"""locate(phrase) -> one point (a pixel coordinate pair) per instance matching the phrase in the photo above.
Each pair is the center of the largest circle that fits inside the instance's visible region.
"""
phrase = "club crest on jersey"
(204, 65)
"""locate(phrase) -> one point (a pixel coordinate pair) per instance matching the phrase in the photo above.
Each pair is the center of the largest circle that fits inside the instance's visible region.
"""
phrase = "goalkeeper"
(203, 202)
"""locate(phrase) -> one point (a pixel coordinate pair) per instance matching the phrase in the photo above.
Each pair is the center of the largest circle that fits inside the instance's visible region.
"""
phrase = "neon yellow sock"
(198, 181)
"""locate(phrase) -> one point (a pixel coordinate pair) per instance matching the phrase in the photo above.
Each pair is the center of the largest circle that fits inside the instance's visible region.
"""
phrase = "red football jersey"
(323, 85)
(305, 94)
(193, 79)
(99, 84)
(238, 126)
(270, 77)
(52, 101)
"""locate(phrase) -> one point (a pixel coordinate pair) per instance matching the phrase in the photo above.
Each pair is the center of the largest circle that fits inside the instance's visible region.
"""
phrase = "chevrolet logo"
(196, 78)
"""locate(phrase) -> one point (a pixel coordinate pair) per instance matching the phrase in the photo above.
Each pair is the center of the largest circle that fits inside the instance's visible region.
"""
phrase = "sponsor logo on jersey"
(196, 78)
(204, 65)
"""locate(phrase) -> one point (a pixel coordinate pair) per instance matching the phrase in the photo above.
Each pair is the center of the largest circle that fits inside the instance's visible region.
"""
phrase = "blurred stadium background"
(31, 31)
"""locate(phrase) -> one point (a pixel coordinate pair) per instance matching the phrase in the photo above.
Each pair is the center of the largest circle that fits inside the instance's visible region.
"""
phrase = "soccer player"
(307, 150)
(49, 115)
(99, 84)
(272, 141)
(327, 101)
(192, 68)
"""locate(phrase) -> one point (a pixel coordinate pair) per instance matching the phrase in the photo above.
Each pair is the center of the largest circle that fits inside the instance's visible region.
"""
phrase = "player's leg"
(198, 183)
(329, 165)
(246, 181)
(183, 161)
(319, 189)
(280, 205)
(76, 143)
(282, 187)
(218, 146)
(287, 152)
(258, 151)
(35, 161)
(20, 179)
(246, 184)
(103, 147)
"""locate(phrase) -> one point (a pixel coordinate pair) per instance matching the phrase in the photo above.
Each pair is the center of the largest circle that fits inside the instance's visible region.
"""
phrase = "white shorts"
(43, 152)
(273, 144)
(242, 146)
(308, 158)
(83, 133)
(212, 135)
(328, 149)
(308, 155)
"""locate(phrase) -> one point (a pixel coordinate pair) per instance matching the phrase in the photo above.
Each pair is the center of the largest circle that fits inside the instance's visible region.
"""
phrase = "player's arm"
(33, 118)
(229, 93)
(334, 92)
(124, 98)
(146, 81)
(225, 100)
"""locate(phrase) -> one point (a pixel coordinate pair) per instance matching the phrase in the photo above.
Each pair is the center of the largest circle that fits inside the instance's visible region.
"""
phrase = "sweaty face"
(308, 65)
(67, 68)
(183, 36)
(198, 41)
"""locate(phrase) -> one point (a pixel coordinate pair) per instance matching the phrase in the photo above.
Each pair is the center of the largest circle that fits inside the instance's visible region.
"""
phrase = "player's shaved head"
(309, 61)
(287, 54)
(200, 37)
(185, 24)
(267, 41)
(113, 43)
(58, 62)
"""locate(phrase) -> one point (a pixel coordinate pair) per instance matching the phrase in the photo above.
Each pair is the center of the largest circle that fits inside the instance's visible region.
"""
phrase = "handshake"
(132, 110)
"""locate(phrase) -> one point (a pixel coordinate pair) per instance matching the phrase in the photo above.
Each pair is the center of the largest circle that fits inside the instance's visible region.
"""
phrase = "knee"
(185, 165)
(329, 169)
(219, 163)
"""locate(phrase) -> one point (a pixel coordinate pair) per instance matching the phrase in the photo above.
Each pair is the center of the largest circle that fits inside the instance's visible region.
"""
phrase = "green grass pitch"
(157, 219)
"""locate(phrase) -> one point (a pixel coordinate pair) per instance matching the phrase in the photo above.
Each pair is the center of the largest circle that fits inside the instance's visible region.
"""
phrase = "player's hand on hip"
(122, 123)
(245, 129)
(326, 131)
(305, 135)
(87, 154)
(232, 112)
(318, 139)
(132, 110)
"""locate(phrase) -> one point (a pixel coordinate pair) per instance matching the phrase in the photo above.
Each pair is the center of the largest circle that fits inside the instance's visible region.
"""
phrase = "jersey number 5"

- _What this task involves_
Please extract each line of the listing that contains the word "logo", and copy those lines in the order they appear.

- _Task solution_
phrase = "chevrolet logo"
phrase = "sponsor logo on jersey"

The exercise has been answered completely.